§ **Dataset records**:
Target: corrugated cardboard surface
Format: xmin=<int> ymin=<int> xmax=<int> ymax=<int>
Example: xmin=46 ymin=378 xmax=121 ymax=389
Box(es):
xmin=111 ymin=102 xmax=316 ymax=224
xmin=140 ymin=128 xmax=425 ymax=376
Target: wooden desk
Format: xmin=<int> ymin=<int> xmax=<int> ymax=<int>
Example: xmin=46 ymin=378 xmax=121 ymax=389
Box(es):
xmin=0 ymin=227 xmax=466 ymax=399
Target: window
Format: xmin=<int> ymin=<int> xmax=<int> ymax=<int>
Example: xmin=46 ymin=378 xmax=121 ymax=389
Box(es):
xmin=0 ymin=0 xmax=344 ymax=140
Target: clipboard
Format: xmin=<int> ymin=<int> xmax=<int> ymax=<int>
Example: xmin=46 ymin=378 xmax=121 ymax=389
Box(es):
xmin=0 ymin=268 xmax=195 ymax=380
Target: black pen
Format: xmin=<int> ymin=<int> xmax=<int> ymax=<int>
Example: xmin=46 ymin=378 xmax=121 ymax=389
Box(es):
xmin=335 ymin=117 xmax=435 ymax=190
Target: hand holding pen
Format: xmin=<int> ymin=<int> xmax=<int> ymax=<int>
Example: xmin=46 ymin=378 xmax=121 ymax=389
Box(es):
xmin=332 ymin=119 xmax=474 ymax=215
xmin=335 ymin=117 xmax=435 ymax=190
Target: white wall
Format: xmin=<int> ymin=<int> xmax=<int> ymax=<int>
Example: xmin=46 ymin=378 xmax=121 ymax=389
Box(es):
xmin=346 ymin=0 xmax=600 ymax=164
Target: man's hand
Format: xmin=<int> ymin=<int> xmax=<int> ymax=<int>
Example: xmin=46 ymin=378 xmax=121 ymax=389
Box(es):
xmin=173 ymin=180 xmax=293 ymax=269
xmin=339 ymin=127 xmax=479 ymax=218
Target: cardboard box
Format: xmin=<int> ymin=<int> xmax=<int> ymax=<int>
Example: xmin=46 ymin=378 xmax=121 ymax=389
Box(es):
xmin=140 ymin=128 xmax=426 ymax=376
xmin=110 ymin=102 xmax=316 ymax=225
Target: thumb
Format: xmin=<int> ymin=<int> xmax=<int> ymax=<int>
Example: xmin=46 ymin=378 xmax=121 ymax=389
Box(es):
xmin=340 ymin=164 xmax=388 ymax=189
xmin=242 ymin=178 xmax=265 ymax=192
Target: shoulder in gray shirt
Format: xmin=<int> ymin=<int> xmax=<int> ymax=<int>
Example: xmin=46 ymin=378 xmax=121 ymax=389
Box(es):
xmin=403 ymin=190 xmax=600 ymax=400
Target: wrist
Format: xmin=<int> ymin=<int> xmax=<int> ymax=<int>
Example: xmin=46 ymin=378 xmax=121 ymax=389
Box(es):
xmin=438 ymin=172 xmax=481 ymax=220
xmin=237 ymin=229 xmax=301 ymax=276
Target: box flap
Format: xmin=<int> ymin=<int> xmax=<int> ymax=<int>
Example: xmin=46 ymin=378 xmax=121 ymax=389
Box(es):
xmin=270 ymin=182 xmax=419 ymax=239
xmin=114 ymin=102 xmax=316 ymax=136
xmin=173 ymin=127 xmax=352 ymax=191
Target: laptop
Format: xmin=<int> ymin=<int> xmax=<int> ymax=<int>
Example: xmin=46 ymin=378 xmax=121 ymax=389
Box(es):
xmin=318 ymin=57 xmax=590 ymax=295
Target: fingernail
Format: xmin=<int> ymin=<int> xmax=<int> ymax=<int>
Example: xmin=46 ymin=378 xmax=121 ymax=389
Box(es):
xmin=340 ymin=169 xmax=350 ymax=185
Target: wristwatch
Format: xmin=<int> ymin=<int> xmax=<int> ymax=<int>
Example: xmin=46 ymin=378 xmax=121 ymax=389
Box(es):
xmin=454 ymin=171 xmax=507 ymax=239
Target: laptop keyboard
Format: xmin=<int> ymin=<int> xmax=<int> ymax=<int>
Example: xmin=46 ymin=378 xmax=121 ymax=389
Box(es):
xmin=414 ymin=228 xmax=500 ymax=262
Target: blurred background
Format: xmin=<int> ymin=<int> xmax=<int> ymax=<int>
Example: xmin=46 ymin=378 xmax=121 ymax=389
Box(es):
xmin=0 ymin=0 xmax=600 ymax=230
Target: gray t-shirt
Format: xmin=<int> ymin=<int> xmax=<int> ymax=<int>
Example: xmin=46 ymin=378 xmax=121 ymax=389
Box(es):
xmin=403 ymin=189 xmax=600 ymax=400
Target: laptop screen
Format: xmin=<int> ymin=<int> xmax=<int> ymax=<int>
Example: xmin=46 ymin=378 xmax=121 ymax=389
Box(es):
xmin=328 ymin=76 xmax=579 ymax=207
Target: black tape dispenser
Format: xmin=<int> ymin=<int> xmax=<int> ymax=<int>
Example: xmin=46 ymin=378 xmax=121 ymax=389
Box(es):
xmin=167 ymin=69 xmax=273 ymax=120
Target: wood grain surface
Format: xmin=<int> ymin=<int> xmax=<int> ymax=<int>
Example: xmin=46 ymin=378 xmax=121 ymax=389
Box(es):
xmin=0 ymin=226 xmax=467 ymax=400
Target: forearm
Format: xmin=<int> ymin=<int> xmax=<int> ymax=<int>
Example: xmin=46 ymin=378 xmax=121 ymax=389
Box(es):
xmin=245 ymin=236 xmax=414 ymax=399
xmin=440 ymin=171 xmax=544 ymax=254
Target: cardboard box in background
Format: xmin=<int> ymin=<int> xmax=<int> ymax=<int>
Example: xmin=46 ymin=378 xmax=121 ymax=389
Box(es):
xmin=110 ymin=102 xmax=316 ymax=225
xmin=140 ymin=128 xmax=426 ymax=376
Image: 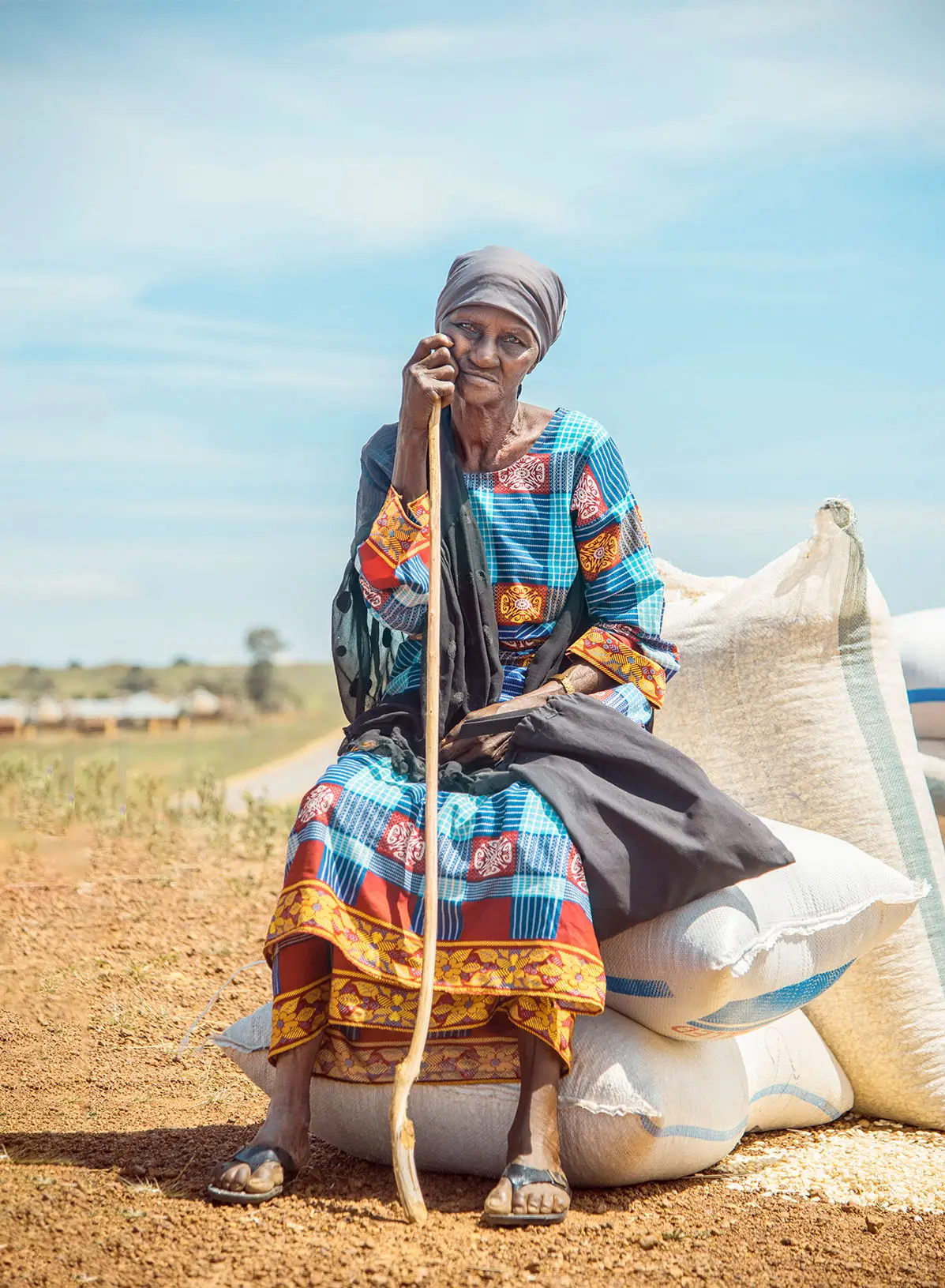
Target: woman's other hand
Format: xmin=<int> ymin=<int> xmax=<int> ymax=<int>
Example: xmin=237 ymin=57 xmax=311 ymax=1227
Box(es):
xmin=441 ymin=682 xmax=550 ymax=765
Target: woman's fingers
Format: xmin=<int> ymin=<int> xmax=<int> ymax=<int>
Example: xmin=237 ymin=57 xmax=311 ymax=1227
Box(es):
xmin=407 ymin=331 xmax=453 ymax=367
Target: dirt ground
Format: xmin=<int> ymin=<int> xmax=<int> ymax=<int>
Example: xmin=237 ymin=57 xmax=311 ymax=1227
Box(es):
xmin=0 ymin=835 xmax=945 ymax=1288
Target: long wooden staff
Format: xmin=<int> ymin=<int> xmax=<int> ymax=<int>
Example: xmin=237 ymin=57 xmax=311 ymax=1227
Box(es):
xmin=390 ymin=398 xmax=441 ymax=1225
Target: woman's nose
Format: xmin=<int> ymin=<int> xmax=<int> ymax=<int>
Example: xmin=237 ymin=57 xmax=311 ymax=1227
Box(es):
xmin=469 ymin=335 xmax=498 ymax=367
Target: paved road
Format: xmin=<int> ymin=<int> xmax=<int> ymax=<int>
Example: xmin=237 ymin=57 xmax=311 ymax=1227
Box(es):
xmin=227 ymin=729 xmax=341 ymax=813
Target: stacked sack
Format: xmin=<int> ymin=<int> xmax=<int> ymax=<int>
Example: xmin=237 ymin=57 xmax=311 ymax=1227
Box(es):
xmin=655 ymin=501 xmax=945 ymax=1128
xmin=892 ymin=608 xmax=945 ymax=823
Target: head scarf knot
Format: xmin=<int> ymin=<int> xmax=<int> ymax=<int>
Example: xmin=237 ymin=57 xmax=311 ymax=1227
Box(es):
xmin=437 ymin=246 xmax=568 ymax=358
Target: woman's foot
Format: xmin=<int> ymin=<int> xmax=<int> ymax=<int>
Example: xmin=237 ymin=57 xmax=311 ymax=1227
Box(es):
xmin=210 ymin=1041 xmax=318 ymax=1202
xmin=483 ymin=1033 xmax=570 ymax=1223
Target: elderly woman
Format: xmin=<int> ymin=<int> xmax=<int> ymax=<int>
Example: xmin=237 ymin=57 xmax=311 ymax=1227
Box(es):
xmin=210 ymin=246 xmax=783 ymax=1225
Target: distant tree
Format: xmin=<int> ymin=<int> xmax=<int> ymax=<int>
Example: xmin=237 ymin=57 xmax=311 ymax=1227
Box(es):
xmin=246 ymin=626 xmax=286 ymax=711
xmin=114 ymin=666 xmax=155 ymax=693
xmin=17 ymin=666 xmax=55 ymax=702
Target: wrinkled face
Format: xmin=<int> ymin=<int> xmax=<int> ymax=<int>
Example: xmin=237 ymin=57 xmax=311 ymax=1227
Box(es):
xmin=441 ymin=304 xmax=538 ymax=406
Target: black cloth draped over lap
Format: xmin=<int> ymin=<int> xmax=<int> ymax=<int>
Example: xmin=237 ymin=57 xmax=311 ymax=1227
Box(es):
xmin=332 ymin=408 xmax=793 ymax=939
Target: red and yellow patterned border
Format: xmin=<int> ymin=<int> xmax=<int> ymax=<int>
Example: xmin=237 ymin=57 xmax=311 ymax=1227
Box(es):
xmin=358 ymin=487 xmax=430 ymax=590
xmin=265 ymin=878 xmax=606 ymax=1023
xmin=568 ymin=626 xmax=666 ymax=707
xmin=269 ymin=971 xmax=574 ymax=1082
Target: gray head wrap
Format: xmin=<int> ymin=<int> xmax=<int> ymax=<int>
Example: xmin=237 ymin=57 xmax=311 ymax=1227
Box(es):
xmin=437 ymin=246 xmax=568 ymax=358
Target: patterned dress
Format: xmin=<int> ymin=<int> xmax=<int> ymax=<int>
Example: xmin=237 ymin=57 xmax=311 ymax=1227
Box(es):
xmin=267 ymin=410 xmax=677 ymax=1082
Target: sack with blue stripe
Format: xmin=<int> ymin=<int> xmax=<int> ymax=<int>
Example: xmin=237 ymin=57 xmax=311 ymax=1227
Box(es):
xmin=602 ymin=819 xmax=922 ymax=1041
xmin=654 ymin=501 xmax=945 ymax=1128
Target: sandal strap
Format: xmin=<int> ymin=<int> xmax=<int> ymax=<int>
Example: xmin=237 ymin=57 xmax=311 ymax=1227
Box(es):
xmin=232 ymin=1145 xmax=298 ymax=1181
xmin=502 ymin=1163 xmax=570 ymax=1198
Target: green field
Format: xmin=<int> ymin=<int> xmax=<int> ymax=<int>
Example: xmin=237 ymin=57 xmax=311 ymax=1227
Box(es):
xmin=0 ymin=712 xmax=341 ymax=787
xmin=0 ymin=662 xmax=337 ymax=712
xmin=0 ymin=663 xmax=343 ymax=787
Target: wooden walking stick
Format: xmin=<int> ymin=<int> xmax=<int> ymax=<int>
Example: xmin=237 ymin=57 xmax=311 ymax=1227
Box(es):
xmin=390 ymin=398 xmax=441 ymax=1225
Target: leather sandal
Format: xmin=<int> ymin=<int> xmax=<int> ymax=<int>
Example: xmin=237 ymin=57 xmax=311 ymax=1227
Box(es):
xmin=483 ymin=1163 xmax=570 ymax=1225
xmin=208 ymin=1145 xmax=298 ymax=1207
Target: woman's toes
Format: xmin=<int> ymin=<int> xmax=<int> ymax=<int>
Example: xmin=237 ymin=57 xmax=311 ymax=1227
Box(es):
xmin=243 ymin=1163 xmax=283 ymax=1194
xmin=216 ymin=1163 xmax=249 ymax=1190
xmin=486 ymin=1176 xmax=512 ymax=1213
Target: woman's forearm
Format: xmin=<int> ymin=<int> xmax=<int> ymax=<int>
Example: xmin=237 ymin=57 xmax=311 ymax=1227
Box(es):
xmin=392 ymin=426 xmax=427 ymax=505
xmin=555 ymin=662 xmax=614 ymax=693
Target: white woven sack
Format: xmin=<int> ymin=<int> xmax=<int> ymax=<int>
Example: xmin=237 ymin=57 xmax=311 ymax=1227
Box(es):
xmin=892 ymin=608 xmax=945 ymax=738
xmin=657 ymin=501 xmax=945 ymax=1127
xmin=735 ymin=1011 xmax=853 ymax=1131
xmin=602 ymin=819 xmax=927 ymax=1041
xmin=214 ymin=1006 xmax=748 ymax=1186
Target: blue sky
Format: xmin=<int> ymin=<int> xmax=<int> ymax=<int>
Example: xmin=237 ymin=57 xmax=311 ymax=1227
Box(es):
xmin=0 ymin=0 xmax=945 ymax=665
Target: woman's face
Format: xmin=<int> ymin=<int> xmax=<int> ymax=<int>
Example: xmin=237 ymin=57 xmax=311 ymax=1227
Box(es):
xmin=441 ymin=304 xmax=538 ymax=406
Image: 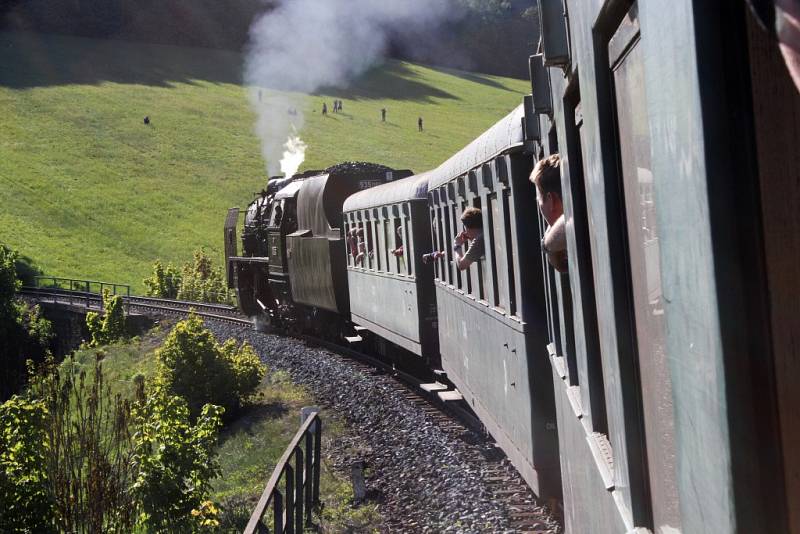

§ **Required task**: Please quote, word for word, the stretch from the start of the entries through the line containing "xmin=140 ymin=128 xmax=425 ymax=376".

§ **The reply**:
Target: corrugated cardboard surface
Format: xmin=<int> ymin=<int> xmax=<int> ymax=<int>
Example: xmin=46 ymin=378 xmax=121 ymax=389
Box(es):
xmin=111 ymin=102 xmax=316 ymax=224
xmin=140 ymin=128 xmax=425 ymax=376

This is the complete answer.